■ Verilen metin:
+++++

Kendime ne mitler sundum, ne efsaneler anlattım, ne savaşlar verdim zaferler kazandım da hiçbiri kendimi yerle bir eden hikayem kadar güçlü olmadı.. Kendimi defalarca kaldırdım yerden de hiçbir zaferim yere düşmem kadar güç vermedi bana.. Nice insanların kalbine sevgi tohumu ekmeyi başardım da kendi kalbimi sevgimden mahrum edişimi yenemedim bir türlü.. Nice güzel aşk yaşadım da hiçbir yaşatılan aşk bende beni terk edenin yarattığı keder kadar iz bırakmayı başaramadı.. Çünkü kederle bitmeli, heyecanla yenisi başlamalı, başlayan hayaller kurdurmalı, sonra o hayalleri kursağımda bırakacak kadar sevgisiz olmalı, olmalı ki beni yapayalnız bırakıp içimdeki kırılgan kız çocuğu tanıdığı hikayelere geri dönmeli, keder ve ıstırap dolu cehenneminde evine saklanmalı, sonrası malum yana yana kül olana kadar yanmalı, ateş bile yakmaktan utanmaya başladığı an da bir küçük adımla hayata merhaba fısıltısıyla yaklaşmalı..

+++++

Nokta işaretleme veri kümesinden alıntılar:
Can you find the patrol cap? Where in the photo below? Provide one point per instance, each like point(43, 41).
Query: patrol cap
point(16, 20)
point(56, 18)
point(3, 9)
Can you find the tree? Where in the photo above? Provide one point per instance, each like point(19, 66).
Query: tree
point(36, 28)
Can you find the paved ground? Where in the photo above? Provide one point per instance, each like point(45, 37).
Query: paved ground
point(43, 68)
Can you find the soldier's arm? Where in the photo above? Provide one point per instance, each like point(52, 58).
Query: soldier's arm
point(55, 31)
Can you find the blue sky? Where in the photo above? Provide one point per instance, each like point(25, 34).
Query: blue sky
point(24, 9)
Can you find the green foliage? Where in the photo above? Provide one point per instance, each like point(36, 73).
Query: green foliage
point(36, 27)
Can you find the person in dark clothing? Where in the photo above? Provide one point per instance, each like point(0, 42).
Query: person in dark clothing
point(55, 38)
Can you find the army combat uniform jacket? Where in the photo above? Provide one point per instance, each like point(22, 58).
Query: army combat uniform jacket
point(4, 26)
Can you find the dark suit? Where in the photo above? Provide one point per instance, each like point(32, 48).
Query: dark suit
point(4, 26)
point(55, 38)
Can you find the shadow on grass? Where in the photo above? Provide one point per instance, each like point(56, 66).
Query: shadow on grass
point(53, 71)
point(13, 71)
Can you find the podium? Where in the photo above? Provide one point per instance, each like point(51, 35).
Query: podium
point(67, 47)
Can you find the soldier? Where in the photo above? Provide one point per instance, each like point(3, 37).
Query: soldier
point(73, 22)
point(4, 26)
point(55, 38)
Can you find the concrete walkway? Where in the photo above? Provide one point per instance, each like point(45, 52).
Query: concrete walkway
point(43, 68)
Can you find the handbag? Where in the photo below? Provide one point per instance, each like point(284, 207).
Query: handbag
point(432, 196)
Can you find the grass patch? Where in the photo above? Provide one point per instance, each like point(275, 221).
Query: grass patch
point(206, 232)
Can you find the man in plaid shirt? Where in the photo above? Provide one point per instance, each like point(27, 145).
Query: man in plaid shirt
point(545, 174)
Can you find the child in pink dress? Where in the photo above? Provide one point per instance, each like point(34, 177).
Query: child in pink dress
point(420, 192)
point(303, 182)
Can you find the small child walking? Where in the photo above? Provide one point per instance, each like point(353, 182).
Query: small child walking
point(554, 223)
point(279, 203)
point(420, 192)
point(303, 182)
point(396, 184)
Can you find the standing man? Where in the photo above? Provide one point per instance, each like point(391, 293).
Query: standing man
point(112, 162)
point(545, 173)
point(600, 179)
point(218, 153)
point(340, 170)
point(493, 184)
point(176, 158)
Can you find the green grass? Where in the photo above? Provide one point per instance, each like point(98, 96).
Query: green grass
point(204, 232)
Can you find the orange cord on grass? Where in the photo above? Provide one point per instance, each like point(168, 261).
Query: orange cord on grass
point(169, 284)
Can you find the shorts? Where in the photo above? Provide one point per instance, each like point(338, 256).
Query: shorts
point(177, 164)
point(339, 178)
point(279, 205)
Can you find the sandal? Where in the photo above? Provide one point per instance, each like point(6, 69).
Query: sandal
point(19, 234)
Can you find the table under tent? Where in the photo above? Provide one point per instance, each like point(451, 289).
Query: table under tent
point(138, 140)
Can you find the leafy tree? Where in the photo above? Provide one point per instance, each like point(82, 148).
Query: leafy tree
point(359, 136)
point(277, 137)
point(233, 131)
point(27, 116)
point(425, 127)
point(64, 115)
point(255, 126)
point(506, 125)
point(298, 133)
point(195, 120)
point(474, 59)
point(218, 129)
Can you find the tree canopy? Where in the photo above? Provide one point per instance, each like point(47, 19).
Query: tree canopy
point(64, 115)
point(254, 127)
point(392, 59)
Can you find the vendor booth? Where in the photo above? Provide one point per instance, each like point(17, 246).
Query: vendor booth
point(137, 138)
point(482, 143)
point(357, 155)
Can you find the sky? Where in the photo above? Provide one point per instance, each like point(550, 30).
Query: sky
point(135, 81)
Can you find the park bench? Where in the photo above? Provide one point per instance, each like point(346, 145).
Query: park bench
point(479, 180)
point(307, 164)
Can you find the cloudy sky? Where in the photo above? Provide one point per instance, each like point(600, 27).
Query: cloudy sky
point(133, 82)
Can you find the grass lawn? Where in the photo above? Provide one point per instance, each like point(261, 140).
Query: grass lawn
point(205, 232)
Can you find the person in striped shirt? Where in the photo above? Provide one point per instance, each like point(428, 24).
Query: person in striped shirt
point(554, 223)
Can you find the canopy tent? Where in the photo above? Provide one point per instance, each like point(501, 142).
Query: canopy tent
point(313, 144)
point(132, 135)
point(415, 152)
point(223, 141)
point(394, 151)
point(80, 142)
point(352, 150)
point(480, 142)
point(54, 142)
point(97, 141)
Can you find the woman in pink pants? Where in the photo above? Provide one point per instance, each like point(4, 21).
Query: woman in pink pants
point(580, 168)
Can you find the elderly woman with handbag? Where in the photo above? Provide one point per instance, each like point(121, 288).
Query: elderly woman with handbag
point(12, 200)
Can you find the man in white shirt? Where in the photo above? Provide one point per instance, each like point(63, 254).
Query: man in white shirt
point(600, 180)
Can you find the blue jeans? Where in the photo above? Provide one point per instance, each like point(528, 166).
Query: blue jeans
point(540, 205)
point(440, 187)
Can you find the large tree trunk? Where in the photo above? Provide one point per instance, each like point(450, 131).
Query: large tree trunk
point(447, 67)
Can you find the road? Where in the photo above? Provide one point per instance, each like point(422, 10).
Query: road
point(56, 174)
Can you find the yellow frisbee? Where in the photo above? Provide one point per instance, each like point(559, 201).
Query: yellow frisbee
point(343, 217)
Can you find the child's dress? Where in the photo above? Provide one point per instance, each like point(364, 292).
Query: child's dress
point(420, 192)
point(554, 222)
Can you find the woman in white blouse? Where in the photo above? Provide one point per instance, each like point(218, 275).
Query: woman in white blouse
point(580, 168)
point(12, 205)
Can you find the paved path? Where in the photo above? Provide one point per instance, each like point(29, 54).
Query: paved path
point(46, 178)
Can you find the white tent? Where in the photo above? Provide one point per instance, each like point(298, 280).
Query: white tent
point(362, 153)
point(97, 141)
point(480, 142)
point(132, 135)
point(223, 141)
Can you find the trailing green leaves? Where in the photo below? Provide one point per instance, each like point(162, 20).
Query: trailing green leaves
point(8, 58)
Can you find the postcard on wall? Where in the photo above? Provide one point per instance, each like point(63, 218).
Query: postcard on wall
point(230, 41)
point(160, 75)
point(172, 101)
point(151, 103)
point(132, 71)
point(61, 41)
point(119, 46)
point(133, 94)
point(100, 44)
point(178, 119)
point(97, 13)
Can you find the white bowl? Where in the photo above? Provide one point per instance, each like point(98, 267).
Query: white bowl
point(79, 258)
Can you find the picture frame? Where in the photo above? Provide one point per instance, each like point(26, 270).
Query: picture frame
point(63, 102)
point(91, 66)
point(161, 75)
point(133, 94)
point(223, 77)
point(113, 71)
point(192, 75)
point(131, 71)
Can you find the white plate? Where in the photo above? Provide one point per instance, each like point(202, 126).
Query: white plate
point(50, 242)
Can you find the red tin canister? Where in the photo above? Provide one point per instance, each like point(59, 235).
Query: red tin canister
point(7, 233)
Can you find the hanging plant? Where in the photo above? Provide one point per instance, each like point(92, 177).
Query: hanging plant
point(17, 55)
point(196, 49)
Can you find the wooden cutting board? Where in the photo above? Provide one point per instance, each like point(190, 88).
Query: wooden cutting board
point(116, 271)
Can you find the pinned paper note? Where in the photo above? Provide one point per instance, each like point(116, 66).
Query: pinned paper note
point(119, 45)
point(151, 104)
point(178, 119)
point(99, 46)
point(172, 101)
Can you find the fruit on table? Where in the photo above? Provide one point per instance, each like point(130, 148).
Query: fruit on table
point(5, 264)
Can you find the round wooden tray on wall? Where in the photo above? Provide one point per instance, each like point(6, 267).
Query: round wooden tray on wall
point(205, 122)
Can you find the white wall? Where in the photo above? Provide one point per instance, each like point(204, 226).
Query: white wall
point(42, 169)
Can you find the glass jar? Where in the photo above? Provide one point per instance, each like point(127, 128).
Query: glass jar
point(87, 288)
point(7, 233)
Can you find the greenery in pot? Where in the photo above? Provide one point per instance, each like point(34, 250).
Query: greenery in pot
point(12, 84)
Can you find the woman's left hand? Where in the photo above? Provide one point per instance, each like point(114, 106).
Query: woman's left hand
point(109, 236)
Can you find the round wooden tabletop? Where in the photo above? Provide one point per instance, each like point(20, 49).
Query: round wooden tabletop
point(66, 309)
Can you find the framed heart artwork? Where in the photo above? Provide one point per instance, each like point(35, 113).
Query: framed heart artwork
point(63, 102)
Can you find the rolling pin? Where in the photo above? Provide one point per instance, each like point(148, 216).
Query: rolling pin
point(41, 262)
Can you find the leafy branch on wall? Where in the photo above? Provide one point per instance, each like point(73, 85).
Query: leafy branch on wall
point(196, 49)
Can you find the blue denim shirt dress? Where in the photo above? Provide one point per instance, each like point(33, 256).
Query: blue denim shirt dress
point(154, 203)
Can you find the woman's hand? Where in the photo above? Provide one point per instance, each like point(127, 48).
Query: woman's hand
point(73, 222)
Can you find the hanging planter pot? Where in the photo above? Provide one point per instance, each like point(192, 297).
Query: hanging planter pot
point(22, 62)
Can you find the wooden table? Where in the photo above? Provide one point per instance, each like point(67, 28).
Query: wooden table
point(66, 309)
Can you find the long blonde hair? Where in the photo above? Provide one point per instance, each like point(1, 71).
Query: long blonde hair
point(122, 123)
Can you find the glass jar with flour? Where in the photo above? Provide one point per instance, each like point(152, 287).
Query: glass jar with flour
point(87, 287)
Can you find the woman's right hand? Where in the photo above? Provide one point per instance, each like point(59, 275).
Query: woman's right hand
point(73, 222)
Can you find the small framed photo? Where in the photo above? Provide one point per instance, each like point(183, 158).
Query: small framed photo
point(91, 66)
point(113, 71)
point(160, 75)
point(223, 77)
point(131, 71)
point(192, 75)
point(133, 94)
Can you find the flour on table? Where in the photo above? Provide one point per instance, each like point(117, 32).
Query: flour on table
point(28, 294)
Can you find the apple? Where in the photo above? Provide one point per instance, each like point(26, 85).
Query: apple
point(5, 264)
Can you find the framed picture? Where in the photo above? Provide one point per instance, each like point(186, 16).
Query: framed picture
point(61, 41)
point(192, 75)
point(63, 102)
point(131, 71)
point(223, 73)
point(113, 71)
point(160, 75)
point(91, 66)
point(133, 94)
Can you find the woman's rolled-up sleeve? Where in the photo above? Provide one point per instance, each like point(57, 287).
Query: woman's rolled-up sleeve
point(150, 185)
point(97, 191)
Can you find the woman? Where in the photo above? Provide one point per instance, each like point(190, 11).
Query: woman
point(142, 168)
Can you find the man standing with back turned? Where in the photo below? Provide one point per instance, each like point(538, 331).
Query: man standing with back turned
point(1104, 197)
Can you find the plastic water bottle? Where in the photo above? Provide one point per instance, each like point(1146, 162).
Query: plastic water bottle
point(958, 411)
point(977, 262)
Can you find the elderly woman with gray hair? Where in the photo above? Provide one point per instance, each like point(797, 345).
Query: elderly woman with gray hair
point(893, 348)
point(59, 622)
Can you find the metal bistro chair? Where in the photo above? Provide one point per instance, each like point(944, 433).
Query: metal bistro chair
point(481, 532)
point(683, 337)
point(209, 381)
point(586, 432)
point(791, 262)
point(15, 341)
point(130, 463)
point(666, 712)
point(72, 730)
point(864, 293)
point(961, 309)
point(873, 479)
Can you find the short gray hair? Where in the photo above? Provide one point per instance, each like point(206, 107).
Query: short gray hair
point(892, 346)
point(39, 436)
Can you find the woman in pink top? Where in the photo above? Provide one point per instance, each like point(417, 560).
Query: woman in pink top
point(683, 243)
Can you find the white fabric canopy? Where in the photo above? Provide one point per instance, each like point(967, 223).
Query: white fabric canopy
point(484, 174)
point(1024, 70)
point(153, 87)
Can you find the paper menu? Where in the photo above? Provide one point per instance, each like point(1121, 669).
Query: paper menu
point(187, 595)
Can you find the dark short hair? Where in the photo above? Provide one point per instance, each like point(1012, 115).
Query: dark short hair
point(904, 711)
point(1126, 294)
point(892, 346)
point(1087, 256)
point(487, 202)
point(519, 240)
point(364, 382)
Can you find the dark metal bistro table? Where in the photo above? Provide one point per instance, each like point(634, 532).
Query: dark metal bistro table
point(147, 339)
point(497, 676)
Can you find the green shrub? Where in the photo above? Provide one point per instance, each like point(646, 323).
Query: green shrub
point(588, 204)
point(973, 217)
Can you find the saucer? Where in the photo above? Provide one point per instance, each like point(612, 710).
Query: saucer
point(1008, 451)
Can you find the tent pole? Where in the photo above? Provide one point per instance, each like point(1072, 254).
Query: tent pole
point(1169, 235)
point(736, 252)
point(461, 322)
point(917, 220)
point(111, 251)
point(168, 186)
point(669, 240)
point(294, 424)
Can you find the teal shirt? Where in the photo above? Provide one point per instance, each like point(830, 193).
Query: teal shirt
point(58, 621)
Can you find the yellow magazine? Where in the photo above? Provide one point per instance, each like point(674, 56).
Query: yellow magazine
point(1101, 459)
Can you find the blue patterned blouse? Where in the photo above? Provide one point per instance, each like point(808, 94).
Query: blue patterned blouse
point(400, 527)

+++++

■ İstenenler:
a: Verilen metne göre anlatıcıya hiçbir zaferinin vermediği kadar gücü ne vermiş?
b: Kayıtların ilk satırından başlayıp "point(3, 9)" geçen satırda biten kısmı, iki uç satır da dahil olmak üzere numaralı bir listeye dönüştür. Boş satırları listeye alma.
Kayıtların metinle hiçbir ilgisi yok.

■ Görevlerin cevapları:
a: Yere düşmesi.

b:
1. Can you find the patrol cap? Where in the photo below? Provide one point per instance, each like point(43, 41).
2. Query: patrol cap
3. point(16, 20)
4. point(56, 18)
5. point(3, 9)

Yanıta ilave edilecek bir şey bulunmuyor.